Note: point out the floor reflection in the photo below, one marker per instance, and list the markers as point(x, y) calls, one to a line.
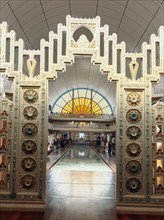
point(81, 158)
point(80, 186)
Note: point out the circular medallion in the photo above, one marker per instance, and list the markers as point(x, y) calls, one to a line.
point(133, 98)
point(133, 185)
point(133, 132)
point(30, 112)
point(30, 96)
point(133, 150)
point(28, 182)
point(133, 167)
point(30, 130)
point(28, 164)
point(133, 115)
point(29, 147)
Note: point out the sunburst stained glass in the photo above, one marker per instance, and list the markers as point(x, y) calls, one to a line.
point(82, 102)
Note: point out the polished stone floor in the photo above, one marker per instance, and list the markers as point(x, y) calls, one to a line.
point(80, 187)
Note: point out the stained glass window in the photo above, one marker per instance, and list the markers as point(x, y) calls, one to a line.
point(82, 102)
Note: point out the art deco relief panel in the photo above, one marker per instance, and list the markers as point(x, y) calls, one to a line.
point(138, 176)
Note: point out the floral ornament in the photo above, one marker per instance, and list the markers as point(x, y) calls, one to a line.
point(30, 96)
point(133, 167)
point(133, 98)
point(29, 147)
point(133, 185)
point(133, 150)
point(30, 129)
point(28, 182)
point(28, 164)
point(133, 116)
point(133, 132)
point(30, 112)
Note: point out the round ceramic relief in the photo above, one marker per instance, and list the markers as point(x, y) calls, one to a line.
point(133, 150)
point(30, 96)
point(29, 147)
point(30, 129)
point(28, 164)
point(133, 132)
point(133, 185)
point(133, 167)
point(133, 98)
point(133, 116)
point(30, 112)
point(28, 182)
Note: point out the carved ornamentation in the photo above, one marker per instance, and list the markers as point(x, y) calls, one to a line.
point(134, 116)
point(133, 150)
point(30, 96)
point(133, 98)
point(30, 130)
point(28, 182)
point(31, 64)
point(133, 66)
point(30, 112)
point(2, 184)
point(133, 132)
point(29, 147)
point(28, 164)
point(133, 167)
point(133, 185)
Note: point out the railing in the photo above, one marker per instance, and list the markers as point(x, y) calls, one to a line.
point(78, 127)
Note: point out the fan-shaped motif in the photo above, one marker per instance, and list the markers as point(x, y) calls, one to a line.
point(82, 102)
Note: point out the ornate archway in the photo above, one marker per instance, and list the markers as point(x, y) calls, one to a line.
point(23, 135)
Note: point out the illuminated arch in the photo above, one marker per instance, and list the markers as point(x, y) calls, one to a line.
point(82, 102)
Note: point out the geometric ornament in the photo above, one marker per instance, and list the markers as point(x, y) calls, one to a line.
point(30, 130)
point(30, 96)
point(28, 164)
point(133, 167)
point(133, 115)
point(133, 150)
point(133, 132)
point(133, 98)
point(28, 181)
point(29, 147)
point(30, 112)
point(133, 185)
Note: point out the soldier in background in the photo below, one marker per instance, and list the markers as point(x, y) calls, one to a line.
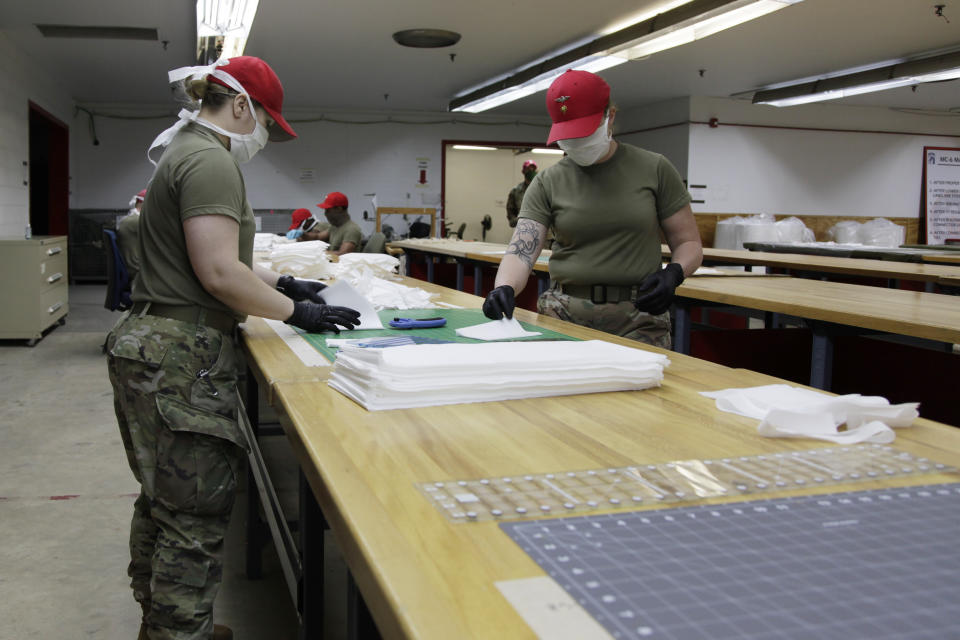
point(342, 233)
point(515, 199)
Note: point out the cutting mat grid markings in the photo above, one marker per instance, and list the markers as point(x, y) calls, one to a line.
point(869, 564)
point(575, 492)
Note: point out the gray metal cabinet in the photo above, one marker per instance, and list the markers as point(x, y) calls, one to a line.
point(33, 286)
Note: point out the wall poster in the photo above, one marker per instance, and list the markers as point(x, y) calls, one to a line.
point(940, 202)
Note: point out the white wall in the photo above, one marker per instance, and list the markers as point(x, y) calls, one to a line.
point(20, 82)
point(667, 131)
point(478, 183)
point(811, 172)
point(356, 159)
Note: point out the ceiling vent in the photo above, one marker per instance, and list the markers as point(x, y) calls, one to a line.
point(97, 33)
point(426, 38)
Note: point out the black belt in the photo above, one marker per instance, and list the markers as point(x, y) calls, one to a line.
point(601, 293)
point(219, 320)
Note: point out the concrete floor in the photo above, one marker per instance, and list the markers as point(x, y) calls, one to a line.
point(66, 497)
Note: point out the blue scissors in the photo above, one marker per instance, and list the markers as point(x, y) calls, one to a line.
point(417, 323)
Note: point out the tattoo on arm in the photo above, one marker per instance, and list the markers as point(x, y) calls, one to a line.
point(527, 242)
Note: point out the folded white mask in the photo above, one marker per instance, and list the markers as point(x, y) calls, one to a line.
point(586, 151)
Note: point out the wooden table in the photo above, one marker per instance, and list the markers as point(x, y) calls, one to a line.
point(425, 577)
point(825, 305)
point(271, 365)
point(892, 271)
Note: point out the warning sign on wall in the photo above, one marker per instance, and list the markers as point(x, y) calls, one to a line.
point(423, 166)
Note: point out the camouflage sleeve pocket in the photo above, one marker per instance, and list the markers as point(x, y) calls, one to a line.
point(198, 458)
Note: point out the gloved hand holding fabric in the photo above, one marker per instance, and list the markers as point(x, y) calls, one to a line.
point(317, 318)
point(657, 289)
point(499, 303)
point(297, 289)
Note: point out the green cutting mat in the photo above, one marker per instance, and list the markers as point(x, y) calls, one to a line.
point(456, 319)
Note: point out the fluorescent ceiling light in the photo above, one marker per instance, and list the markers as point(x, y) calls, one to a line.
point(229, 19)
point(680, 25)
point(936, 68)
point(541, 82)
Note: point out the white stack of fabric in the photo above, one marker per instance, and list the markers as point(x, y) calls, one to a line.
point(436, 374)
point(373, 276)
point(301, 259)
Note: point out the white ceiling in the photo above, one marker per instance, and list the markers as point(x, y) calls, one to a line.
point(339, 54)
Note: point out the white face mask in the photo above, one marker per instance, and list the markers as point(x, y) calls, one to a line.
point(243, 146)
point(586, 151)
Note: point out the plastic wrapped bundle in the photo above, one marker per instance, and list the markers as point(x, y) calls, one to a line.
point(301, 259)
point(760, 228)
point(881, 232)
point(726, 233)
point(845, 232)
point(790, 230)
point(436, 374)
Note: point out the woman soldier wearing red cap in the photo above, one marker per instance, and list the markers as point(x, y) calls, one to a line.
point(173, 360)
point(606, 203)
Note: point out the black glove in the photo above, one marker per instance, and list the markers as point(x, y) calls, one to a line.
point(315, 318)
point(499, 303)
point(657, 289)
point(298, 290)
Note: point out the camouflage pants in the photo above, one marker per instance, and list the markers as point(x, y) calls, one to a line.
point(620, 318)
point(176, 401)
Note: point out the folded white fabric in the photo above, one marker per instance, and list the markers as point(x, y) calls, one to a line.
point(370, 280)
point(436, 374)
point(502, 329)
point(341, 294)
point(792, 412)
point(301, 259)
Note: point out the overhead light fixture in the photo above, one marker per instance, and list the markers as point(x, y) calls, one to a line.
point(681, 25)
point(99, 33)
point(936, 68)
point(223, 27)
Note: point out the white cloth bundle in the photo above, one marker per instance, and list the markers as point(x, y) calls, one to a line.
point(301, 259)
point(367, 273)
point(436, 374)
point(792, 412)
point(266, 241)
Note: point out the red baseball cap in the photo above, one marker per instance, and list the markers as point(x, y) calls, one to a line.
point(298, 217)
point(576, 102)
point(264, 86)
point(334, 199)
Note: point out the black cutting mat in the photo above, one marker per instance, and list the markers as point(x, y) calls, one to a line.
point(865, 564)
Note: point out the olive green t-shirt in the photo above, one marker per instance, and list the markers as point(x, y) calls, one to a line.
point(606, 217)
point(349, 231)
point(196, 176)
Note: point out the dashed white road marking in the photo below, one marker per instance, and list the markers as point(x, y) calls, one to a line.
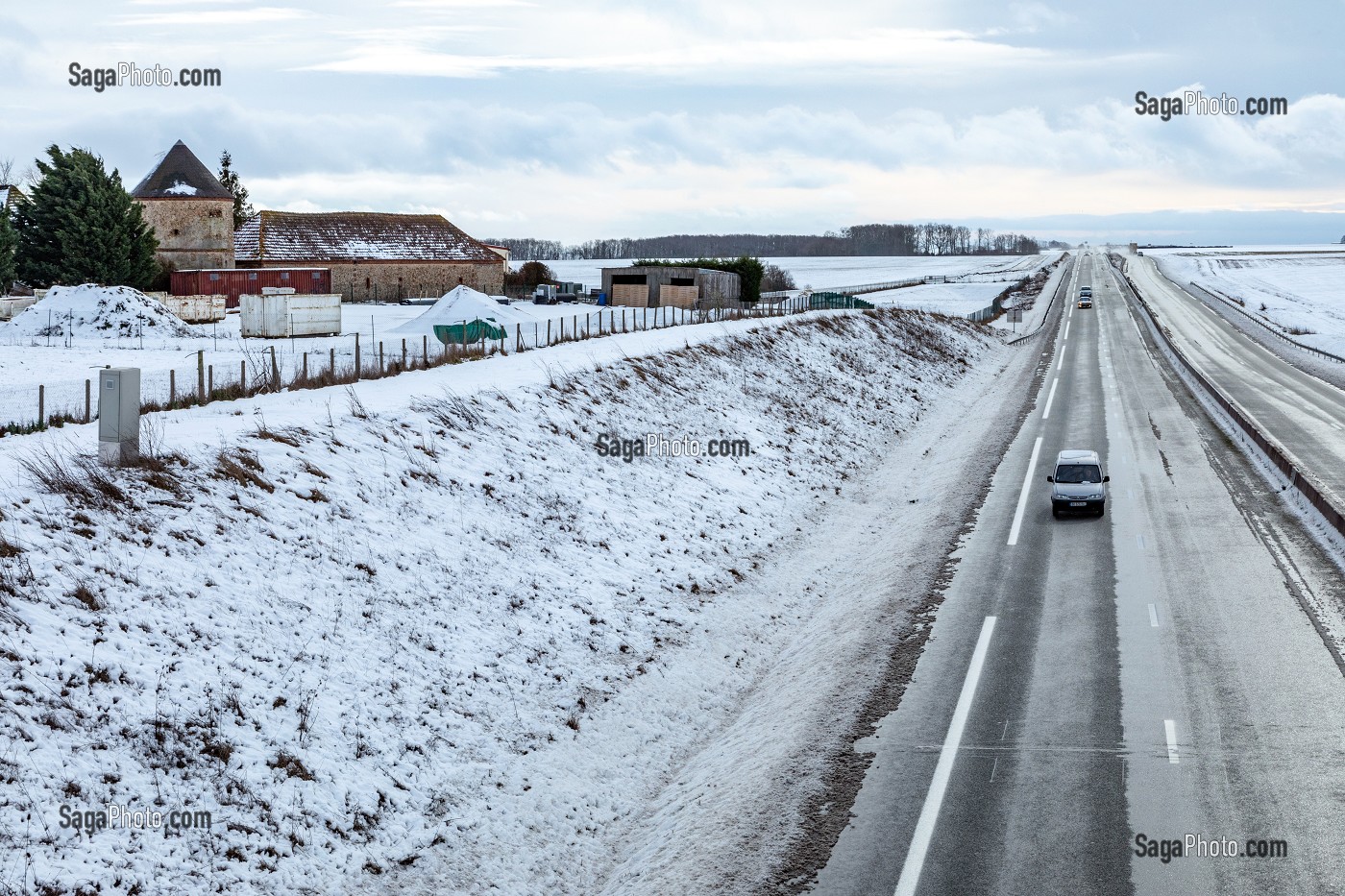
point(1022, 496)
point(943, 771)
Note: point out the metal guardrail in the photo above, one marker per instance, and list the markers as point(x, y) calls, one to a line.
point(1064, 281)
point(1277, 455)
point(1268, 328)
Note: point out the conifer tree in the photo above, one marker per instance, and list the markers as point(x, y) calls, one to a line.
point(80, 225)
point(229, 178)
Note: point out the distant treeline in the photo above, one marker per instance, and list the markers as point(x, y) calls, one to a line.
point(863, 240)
...
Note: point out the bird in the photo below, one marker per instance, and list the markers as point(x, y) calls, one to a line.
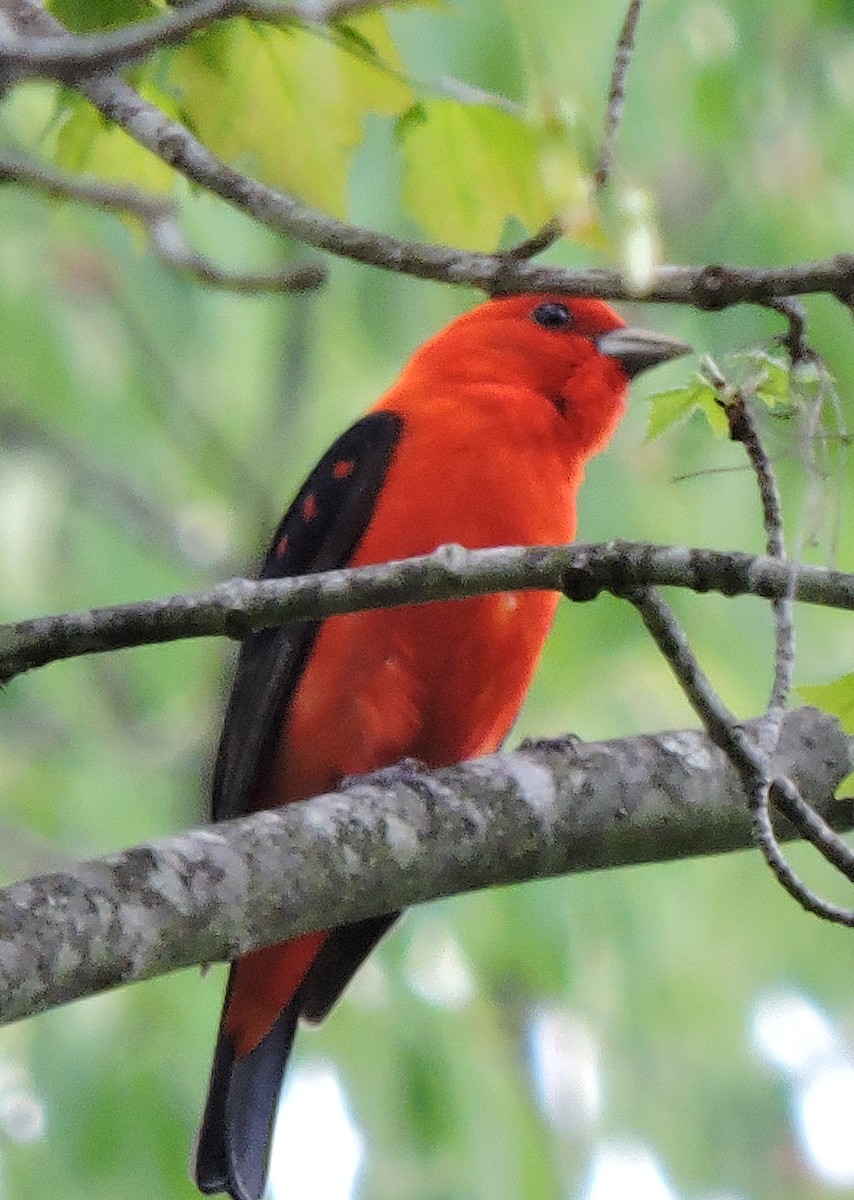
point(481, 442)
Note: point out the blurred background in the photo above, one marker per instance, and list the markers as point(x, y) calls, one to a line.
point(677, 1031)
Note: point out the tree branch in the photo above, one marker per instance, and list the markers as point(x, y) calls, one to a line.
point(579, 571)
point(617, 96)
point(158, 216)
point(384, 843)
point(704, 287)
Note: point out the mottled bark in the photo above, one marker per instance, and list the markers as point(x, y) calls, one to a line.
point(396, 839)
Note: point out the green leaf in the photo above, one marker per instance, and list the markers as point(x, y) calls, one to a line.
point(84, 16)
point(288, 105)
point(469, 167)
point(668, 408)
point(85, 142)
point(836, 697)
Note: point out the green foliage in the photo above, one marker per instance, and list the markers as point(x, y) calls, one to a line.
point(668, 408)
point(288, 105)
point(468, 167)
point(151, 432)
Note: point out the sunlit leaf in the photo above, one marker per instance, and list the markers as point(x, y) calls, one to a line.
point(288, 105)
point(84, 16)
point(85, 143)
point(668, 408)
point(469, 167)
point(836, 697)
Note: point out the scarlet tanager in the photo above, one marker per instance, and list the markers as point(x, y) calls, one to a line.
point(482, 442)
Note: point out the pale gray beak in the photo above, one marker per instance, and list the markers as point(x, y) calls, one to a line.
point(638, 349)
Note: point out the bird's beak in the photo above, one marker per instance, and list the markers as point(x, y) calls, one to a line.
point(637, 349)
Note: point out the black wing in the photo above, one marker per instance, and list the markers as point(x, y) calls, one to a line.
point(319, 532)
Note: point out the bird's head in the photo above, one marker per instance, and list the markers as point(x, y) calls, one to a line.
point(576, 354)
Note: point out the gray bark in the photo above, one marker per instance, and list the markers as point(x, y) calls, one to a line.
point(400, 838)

Objective
Starting at the line that contains "Note: point out the illuminated" and ending at the line that contains "point(940, 202)", write out every line of these records again, with both end lines included and the Note lines left as they are. Add 88 to each coordinate in the answer points, and omit the pictures.

Task output
Note: point out the illuminated arch in the photo above, one marker per instance, and list the markers as point(x, y) calls, one to a line.
point(170, 190)
Note: point out the geometric ornament in the photo above, one marker per instance, and list the markers as point(x, y) calls, one to a line.
point(118, 218)
point(118, 184)
point(116, 252)
point(221, 255)
point(221, 203)
point(221, 238)
point(221, 220)
point(221, 186)
point(116, 269)
point(117, 235)
point(118, 200)
point(221, 273)
Note: point out the soldier in background in the photo below, one marker per instance, and list the markers as point(x, y) calls, one to a line.
point(430, 321)
point(603, 287)
Note: point out the cutting mat grid markings in the photo above, one marker per instance, and list the markers as point(x, y) calls, one to a line.
point(957, 652)
point(663, 580)
Note: point out the gray metal cabinet in the photo above, one marker per instance, and list the markers as point(x, y) calls, one to a line.
point(121, 374)
Note: point out the wall poster in the photo above, one marker per instance, and list the markers as point(x, y) calls, one to a line.
point(1028, 290)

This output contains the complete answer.